DATA FOR THE TASK =
"""

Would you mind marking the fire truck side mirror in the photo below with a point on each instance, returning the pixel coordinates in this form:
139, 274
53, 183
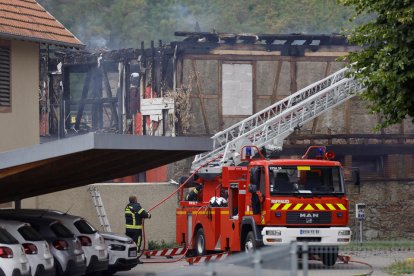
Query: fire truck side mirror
356, 179
252, 188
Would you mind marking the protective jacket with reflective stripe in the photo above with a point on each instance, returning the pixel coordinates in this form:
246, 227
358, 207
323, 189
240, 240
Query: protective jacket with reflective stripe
134, 214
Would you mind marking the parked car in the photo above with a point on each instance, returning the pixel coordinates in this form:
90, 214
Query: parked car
64, 246
122, 252
36, 248
13, 260
92, 242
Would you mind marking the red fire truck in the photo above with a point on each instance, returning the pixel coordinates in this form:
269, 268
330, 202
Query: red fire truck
268, 202
242, 199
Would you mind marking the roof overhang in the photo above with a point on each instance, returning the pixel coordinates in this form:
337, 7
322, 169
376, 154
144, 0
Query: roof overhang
87, 159
41, 40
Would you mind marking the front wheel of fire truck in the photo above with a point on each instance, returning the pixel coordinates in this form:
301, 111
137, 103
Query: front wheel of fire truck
250, 243
200, 242
329, 259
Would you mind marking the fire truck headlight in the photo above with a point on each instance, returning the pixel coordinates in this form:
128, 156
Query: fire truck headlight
273, 233
344, 232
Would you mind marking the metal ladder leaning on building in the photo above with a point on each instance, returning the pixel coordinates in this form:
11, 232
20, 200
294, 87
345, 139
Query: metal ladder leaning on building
100, 208
270, 126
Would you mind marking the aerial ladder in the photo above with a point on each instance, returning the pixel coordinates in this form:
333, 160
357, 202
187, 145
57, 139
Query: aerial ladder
270, 126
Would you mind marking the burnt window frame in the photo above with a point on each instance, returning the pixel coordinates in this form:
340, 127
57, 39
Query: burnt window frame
5, 75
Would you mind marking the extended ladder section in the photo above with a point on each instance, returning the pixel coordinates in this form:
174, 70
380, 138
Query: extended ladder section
269, 127
100, 209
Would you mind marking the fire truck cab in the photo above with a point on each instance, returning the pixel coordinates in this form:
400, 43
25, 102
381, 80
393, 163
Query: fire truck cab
267, 202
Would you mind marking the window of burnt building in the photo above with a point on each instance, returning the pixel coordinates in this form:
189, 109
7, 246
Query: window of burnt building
237, 89
5, 90
369, 166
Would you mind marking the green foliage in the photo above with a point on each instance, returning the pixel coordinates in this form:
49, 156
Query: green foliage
386, 63
125, 23
401, 267
155, 245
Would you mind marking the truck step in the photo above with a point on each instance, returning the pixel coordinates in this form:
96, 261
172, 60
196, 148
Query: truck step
207, 258
168, 252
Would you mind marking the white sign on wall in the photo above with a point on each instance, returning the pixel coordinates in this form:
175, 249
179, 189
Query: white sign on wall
237, 90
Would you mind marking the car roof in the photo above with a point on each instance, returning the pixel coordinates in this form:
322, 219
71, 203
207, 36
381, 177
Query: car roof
26, 218
40, 212
12, 222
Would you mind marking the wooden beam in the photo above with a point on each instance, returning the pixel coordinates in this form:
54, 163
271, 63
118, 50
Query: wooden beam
203, 109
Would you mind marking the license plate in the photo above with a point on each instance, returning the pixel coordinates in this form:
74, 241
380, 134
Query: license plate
132, 253
79, 258
309, 231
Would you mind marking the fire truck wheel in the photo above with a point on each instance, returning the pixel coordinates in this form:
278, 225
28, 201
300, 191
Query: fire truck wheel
250, 242
329, 259
200, 242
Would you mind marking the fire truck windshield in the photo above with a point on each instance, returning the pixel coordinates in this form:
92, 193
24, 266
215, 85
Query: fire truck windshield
305, 180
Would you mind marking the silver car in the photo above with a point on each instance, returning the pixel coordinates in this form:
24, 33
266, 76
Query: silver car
13, 260
122, 252
64, 246
92, 242
36, 248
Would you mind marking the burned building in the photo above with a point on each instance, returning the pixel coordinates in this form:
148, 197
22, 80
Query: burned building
221, 79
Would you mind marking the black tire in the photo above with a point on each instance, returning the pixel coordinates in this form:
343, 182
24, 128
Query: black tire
200, 243
329, 259
250, 244
109, 272
58, 268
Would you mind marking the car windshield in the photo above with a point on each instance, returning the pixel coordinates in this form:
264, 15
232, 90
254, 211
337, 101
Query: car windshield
61, 231
6, 237
29, 233
84, 227
305, 180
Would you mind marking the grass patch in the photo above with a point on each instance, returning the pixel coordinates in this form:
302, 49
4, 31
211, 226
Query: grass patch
379, 245
401, 267
157, 245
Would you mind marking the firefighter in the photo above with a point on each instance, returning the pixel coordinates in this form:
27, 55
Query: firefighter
193, 194
134, 215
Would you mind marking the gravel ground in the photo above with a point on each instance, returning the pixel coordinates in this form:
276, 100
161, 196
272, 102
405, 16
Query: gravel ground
377, 260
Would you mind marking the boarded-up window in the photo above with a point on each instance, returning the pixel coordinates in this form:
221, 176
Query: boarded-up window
5, 100
237, 89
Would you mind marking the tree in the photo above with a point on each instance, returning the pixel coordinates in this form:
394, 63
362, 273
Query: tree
385, 65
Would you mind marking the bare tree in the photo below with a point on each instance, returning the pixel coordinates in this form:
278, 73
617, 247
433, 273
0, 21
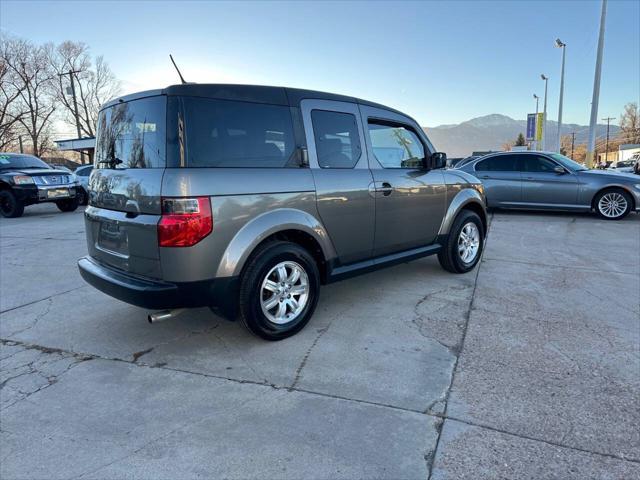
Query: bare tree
11, 112
94, 84
30, 73
630, 123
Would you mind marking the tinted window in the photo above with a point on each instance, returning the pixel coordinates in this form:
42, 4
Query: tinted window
396, 146
337, 139
132, 134
222, 133
21, 161
500, 163
534, 163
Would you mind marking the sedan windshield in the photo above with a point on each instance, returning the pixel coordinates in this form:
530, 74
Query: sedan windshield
20, 162
567, 162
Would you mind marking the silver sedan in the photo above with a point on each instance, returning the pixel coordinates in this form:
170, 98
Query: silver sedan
550, 181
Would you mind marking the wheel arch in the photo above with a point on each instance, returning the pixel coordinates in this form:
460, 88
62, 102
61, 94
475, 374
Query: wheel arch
614, 187
282, 224
465, 199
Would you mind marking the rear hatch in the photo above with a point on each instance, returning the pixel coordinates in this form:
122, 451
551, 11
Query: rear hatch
124, 187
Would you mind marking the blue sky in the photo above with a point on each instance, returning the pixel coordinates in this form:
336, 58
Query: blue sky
442, 62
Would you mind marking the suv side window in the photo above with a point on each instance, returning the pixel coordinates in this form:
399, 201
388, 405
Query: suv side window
396, 146
499, 163
223, 133
537, 164
337, 139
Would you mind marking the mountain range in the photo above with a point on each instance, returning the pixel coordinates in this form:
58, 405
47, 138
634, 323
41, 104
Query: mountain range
491, 132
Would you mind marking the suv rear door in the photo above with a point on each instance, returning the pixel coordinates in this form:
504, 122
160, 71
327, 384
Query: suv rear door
124, 188
410, 199
338, 162
500, 175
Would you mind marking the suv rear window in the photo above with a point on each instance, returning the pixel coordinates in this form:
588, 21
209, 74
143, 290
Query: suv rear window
132, 134
224, 133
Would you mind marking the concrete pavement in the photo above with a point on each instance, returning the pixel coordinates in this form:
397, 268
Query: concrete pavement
527, 367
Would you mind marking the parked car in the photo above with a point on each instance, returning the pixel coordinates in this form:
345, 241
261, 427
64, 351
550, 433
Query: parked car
82, 176
26, 180
247, 198
465, 160
623, 166
550, 181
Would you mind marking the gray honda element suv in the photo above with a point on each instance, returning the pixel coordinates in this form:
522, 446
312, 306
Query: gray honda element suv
247, 198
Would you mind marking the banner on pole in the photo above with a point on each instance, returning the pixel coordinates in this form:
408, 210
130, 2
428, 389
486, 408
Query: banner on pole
531, 126
539, 127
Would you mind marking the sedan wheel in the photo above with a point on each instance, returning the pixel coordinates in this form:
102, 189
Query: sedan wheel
613, 204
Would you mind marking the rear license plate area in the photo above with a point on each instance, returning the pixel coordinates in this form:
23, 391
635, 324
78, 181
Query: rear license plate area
113, 237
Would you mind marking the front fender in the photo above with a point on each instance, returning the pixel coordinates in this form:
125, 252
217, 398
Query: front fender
265, 225
463, 198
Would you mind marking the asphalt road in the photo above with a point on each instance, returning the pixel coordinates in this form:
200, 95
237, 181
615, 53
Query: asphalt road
527, 367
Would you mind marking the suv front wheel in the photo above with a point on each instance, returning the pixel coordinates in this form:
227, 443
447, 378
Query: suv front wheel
463, 247
279, 290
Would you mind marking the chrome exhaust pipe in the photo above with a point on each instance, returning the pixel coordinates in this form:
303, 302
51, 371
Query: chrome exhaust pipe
164, 315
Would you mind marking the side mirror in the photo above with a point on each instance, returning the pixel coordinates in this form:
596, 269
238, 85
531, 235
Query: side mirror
438, 160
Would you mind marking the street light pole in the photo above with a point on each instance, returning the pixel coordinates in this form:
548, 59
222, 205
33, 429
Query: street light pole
535, 130
544, 112
606, 148
563, 46
591, 145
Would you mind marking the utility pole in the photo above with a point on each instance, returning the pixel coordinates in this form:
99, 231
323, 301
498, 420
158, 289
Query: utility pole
563, 46
544, 112
591, 145
71, 73
573, 141
606, 155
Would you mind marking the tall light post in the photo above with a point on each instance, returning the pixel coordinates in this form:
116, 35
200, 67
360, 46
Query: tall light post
544, 112
591, 145
535, 131
563, 46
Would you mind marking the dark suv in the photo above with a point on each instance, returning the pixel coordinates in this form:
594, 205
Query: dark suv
26, 180
247, 198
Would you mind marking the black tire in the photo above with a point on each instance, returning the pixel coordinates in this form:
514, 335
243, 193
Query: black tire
449, 256
67, 205
616, 192
82, 196
10, 205
257, 269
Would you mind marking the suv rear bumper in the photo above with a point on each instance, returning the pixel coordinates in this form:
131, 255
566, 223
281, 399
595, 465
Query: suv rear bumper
220, 294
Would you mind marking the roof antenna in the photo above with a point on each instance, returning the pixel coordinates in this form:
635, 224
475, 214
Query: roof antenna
177, 69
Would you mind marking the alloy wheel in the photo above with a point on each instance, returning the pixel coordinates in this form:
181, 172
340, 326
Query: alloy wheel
284, 292
469, 242
612, 205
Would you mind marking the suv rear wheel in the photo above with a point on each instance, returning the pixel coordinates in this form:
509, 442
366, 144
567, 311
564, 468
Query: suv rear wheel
279, 290
463, 247
10, 206
67, 205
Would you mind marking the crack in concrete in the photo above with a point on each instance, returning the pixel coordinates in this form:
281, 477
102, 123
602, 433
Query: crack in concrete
431, 459
303, 363
442, 417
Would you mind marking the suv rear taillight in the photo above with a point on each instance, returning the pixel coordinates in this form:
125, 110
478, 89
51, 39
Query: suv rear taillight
184, 221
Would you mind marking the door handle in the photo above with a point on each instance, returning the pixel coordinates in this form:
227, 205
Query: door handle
386, 189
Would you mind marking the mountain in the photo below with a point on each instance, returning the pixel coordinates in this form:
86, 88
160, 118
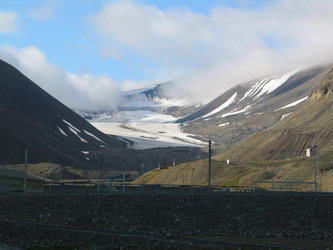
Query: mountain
312, 124
33, 120
253, 106
275, 157
145, 118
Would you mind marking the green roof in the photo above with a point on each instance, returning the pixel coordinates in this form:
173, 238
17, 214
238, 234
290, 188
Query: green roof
4, 172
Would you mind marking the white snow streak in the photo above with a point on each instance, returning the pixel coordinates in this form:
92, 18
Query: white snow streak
236, 112
73, 127
77, 134
93, 136
61, 131
293, 103
224, 124
284, 116
223, 106
267, 85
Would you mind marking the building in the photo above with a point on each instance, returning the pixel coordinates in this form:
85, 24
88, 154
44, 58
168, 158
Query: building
13, 181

"""

WHAT NEEDS TO BE DONE =
Only the lines from the one containing "Would you mind marking the suv rear wheel" through the last line of the entries above belong in the copy; reproduce them exactly and drop every picture.

TASK SOLUTION =
Would you mind marking the suv rear wheel in the photo above with a point on each instance, returning the pixel coordinates in this form:
509, 442
366, 144
567, 311
564, 468
Query: suv rear wheel
279, 290
463, 247
10, 206
67, 205
Would you mind marking the crack in concrete in the photo above with a point on each instance, returning the pixel coordinates in this form:
281, 477
102, 123
602, 433
Query: crack in concrete
431, 459
303, 363
442, 417
Would you mind marking the suv rear taillight in the photo above with a point on each instance, returning the pixel coordinates in this form:
125, 110
478, 89
51, 39
Query: suv rear taillight
184, 221
Would you mind marking the door handle in the photo above with a point on each instance, returning the pixel coordinates in this form:
227, 205
Query: door handle
386, 189
Would you mind marking the mountain in the photo below with a point on each instance, returning the pixel coordinates in this form:
86, 88
160, 118
Query: mountain
312, 124
33, 120
253, 106
275, 157
145, 118
Would you mind marking the green roof in the photo above with a point on each instance, returning the pixel coordinates in this form:
173, 238
17, 214
238, 234
290, 188
Query: green roof
4, 172
Would you mind marking the white snow streak in the photo above with a point on each instance, returning the pixel coordinates in this form:
92, 18
Query: white snow streak
236, 112
73, 127
77, 134
93, 136
61, 131
293, 103
224, 124
284, 116
223, 106
267, 85
Would you mind marking the building in the photo above with a point on each instance, returning the pixel coordinates in this form:
85, 24
88, 154
44, 58
168, 158
Query: building
13, 181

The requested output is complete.